SELECTED TEXT:
· · · · · · ·

In recent years, scholars have studied the spatio-temporal variation trends of hydrological parameters across several regions based on different scales, using a variety of analysis methods [5,11]. Their investigations have established a series of algorithms and hydrological models with good simulation capabilities. Hewlett and Hibbert proposed the distributed hydrological model named Variable Source Area Concept (VSAC), which provides a more widely accepted conceptualization of streamflow generation in watersheds scale [12]. Abbott et al. proposed the Systeme Hydrologique Europeen (SHE) in 1986 [13]. In 1994, the United States Department of Agriculture presided over the development of the SWAT model. The common point of these hydrological models is the requirement of high-precision and high-resolution observation values, as otherwise the simulation accuracy caused by errors of basic data will be enlarged. However, the response of these early models is generally obtuse when dealing with extreme events, especially floods [14,15].
In recent years, parameter estimation methods, when applied to precision analysis, have obtained excellent results. Laio et al. (2009) analyzed and calculated the selection criteria of hydrological parameter models and provided general methods to test the quality of hydrological models [14]. Xie et al. (2010) used the set filter equation to carry out the distributed simulation of watershed hydrology and achieved potential results in processing large-scale data [16]. Chen et al. (2020) constructed a deep circulation neural network and integrated past information about meteorological parameters in the neurons to build a prediction model [8]. Clark et al. (2008) proposed a prediction model through numerical experiments under streamflow observations, which showed a high regional universality [17]. Most of these works achieved good prediction results across different study regions.
The Ensemble Kalman Filter is a very popular data assimilation method, which is applied to various dynamic models including ocean, atmosphere, and land surface models [18]. Ensemble Kalman Filter-based (EnKF) methods are becoming more and more popular in these fields, due to the relatively easy implementation of filters, the improvement of computing power, and the evolution of natural prediction errors in EnKF schemes. A number of reviews have been published recently, each collating parts of the development of data assimilation. Bannister et al. (2017) give a comprehensive review of operational methods of variational and ensemble-variational data assimilation [19], Houtekamer and Zhang (2016) review the Ensemble Kalman filter with a focus on atmospheric data assimilation [20].

· · · · · · ·

WRITTEN PROBLEM: Can you return, word for word, the stretch of the hydrological modeling passage from "The Ensemble Kalman Filter is" through "data assimilation [20]."?

Image location labeling data
· · · · · · ·

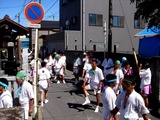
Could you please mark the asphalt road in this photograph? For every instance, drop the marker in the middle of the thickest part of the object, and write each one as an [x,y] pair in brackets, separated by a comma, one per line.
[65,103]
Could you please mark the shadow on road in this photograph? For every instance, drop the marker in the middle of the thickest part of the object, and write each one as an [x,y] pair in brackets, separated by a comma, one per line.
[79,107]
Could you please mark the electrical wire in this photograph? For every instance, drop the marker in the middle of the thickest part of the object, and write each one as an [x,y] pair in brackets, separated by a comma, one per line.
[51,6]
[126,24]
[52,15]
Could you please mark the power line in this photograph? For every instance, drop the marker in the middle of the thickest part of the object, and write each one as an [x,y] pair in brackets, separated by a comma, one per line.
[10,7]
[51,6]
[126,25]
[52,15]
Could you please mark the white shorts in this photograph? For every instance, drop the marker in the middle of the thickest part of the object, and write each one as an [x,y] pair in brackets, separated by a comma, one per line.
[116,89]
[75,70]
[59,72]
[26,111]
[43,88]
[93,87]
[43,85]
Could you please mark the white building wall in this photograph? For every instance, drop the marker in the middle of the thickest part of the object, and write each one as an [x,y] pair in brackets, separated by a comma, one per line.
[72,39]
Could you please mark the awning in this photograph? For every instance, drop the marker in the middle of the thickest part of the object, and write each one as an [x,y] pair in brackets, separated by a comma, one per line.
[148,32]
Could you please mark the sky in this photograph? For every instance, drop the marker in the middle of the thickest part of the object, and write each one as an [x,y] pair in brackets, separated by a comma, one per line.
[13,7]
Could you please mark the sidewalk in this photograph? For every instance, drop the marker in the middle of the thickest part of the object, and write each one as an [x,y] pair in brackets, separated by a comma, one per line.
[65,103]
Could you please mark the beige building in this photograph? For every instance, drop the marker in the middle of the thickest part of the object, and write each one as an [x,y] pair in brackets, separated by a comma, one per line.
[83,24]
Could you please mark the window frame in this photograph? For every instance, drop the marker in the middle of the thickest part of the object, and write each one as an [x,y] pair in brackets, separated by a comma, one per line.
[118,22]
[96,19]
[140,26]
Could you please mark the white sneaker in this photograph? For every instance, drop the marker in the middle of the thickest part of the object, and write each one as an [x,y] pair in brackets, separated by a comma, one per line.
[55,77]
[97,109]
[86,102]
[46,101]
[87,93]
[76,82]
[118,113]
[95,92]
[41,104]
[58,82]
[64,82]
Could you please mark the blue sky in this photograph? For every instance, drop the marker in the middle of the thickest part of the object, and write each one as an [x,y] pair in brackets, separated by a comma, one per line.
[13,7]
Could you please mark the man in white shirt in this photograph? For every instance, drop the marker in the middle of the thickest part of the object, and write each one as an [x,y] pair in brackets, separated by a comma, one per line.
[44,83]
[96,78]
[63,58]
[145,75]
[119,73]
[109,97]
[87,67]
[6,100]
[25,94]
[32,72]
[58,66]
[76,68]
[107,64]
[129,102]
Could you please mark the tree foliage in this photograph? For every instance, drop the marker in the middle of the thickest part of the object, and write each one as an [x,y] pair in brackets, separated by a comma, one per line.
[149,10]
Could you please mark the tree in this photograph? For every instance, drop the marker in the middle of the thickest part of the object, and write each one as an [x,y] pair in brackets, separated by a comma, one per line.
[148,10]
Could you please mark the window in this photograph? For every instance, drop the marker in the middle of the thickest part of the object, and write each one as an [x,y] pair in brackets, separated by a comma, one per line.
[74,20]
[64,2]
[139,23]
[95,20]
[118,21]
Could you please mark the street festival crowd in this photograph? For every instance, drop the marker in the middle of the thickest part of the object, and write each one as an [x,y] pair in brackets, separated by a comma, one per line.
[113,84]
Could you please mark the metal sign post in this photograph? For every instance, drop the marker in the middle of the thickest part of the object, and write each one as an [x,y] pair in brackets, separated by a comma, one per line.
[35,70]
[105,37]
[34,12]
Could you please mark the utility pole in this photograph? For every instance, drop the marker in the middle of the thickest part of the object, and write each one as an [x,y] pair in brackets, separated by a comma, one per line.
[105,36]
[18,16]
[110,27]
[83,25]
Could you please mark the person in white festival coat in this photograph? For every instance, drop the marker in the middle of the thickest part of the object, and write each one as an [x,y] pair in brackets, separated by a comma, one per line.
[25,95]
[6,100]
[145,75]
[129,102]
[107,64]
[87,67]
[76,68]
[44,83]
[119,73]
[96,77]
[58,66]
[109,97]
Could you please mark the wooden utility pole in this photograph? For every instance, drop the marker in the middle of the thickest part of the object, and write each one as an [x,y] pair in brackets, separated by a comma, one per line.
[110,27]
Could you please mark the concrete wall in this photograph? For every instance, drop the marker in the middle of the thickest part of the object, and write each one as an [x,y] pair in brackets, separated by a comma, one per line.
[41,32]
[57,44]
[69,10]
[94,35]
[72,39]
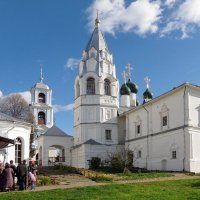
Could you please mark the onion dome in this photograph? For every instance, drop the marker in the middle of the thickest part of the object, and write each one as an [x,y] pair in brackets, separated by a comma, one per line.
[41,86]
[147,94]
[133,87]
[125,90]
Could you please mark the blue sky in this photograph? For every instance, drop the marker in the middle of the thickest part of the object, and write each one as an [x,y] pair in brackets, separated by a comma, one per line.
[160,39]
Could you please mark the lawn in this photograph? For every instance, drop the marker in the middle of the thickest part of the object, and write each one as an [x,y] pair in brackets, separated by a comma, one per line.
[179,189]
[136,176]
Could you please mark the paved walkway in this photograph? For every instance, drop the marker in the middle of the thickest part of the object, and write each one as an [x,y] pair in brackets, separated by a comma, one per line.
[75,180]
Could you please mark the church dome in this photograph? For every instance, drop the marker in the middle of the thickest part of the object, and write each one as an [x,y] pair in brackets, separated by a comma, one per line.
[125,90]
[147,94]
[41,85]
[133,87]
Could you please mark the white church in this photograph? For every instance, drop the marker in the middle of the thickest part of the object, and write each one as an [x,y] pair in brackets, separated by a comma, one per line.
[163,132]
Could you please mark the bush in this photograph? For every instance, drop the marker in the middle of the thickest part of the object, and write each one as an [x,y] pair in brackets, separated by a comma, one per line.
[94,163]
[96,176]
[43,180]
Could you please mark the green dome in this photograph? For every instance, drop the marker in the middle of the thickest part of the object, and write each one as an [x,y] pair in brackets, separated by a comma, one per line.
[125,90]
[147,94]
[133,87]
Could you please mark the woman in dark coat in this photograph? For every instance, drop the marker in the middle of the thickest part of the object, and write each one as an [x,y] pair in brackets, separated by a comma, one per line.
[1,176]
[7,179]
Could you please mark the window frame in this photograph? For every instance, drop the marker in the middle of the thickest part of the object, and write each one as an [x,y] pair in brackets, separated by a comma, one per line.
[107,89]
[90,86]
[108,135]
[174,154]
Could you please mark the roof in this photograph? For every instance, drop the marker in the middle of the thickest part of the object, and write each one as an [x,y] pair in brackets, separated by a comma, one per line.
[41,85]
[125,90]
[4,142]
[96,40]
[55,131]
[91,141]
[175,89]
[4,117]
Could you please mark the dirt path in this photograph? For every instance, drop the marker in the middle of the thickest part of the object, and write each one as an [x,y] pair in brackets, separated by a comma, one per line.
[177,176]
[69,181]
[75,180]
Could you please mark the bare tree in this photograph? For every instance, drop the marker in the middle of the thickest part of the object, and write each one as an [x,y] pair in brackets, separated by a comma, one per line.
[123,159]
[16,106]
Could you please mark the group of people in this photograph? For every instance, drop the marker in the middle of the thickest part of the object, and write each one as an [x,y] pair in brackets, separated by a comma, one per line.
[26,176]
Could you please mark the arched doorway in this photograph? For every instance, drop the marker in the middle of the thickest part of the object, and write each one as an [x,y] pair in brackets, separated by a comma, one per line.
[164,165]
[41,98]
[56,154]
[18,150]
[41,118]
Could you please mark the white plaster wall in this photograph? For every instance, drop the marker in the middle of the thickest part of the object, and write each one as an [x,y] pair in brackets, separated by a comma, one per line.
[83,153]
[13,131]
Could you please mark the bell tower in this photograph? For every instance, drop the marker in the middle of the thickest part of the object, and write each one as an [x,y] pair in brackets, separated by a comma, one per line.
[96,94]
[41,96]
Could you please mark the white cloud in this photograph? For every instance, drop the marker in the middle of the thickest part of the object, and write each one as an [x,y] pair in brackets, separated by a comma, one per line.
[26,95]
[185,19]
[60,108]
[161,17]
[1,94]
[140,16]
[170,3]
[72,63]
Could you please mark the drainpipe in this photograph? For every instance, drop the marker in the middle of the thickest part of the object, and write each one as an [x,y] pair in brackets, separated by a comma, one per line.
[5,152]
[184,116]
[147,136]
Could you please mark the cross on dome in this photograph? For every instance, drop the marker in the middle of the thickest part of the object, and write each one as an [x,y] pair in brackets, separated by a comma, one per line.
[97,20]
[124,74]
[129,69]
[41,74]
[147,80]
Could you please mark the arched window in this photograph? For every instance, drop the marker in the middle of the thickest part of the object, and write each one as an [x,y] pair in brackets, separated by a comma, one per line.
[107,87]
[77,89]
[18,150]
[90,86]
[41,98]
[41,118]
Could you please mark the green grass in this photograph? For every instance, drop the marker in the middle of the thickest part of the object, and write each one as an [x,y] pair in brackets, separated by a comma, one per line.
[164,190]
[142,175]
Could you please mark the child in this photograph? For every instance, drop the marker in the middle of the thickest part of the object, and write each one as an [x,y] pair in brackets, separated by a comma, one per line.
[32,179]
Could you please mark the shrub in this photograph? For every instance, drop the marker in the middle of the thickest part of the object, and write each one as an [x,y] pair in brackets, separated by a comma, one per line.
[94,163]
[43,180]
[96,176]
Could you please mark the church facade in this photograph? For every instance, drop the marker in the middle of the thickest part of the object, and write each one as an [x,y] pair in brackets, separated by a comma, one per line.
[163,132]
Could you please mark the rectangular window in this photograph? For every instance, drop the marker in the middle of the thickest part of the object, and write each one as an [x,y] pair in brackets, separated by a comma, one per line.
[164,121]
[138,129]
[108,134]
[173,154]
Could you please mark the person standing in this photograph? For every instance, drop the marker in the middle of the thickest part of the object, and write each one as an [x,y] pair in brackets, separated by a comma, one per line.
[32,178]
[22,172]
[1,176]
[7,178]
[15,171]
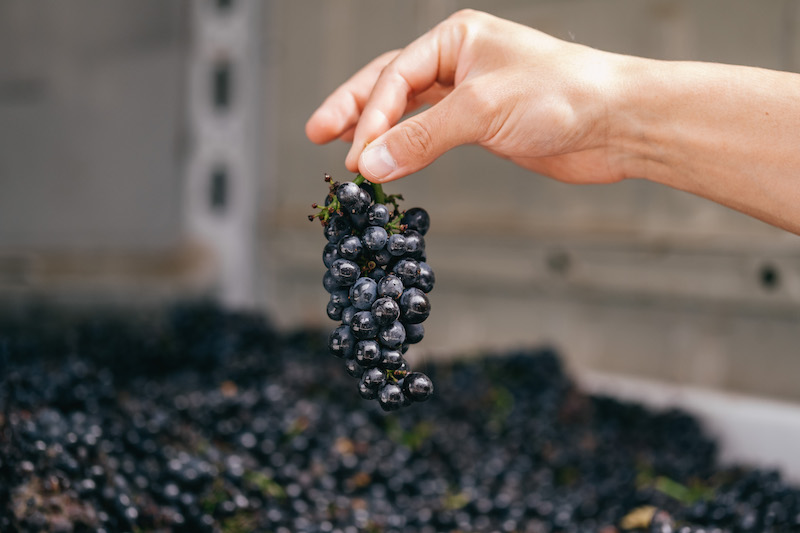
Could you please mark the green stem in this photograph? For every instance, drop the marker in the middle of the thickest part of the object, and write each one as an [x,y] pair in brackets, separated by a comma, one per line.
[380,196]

· · · · · · ·

FULL ANSWER:
The Ensemble Kalman Filter is a very popular data assimilation method, which is applied to various dynamic models including ocean, atmosphere, and land surface models [18]. Ensemble Kalman Filter-based (EnKF) methods are becoming more and more popular in these fields, due to the relatively easy implementation of filters, the improvement of computing power, and the evolution of natural prediction errors in EnKF schemes. A number of reviews have been published recently, each collating parts of the development of data assimilation. Bannister et al. (2017) give a comprehensive review of operational methods of variational and ensemble-variational data assimilation [19], Houtekamer and Zhang (2016) review the Ensemble Kalman filter with a focus on atmospheric data assimilation [20].